# TEXTO CITADO
------------------------------------

Novamente, o debate sobre o tema aparece associado a questões relacionadas a poder e aspectos políticos, considerando os atores envolvidos. Infere-se que temáticas relacionadas à segurança e desenvolvimento são centrais nos trabalhos, com preocupações globais e de soberania, focadas em regulação. Observamos, também, interesse em estabelecer modelos e descrever sistemas, ou seja, em definir padrões técnicos e outras diretrizes para o funcionamento da Internet. Essas preocupações vão ao encontro de definições sobre governança da internet, que concebem a GI como um espaço de produção de conhecimento propício para a reflexão de possibilidades de
equacionar divergências e forjar consensos relativos à regulação e ao controle da infraestrutura tecnológica que dá suporte à Internet; às questões técnicas envolvidas com o acesso e à movimentação dos usuários da Internet no ciberespaço; e às políticas públicas diversas que se relacionam com Internet, como inclusão digital, promoção cultural, estímulo ao comércio eletrônico, segurança, etc. (Wagner & Canabarro, 2014, p. 192).

------------------------------------

# DADOS REGISTRADOS
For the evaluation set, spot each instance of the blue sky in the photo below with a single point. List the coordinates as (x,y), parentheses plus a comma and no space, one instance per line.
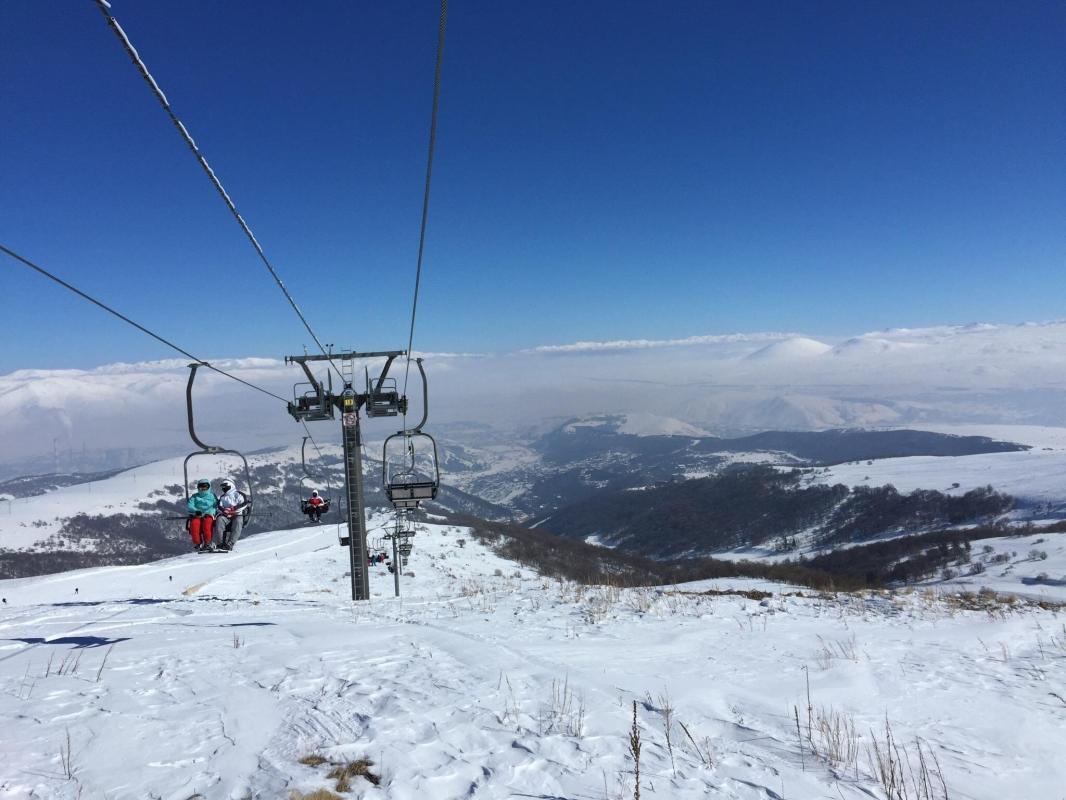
(604,171)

------------------------------------

# TAREFAS PROPOSTAS
1. Indique se cada afirmação está de acordo com o texto sobre governança da internet, respondendo sim ou não e citando literalmente as palavras decisivas: (a) temas de segurança e desenvolvimento ocupam posição central nos trabalhos; (b) o debate sobre o tema surge desvinculado de questões de poder e de aspectos políticos; (c) a inclusão digital figura entre as políticas públicas relacionadas com a Internet.
2. Qual obra, com autores, ano e página, é referida no texto sobre governança da internet?
3. Dê prosseguimento ao texto sobre governança da internet a partir do ponto em que ele termina.
A consulta ao material registrado não é necessária.

# RESPOSTAS ESPERADAS
1.
(a) Sim: "temáticas relacionadas à segurança e desenvolvimento são centrais nos trabalhos".
(b) Não: "o debate sobre o tema aparece associado a questões relacionadas a poder e aspectos políticos".
(c) Sim: "políticas públicas diversas que se relacionam com Internet, como inclusão digital".

2. Wagner & Canabarro, 2014, p. 192.

3.
As palavras identificadas – que expressam preocupações e temas de pesquisas sobre Governança da Internet – estão em sintonia com o conceito desenvolvido pela Cúpula Mundial da Sociedade da Informação, organizada pela Organização das Nações Unidas (ONU) em 2005. Governança da Internet, a partir desse marco histórico, ficou definida como o
desenvolvimento e aplicação, por governos, pelo setor privado e pela sociedade civil – em seus respectivos papéis – de princípios, normas, regras e procedimentos de tomada de decisão, bem como de programas, que devem determinar a evolução e o uso da Internet” (Wagner & Canabarro, 2014, p. 193).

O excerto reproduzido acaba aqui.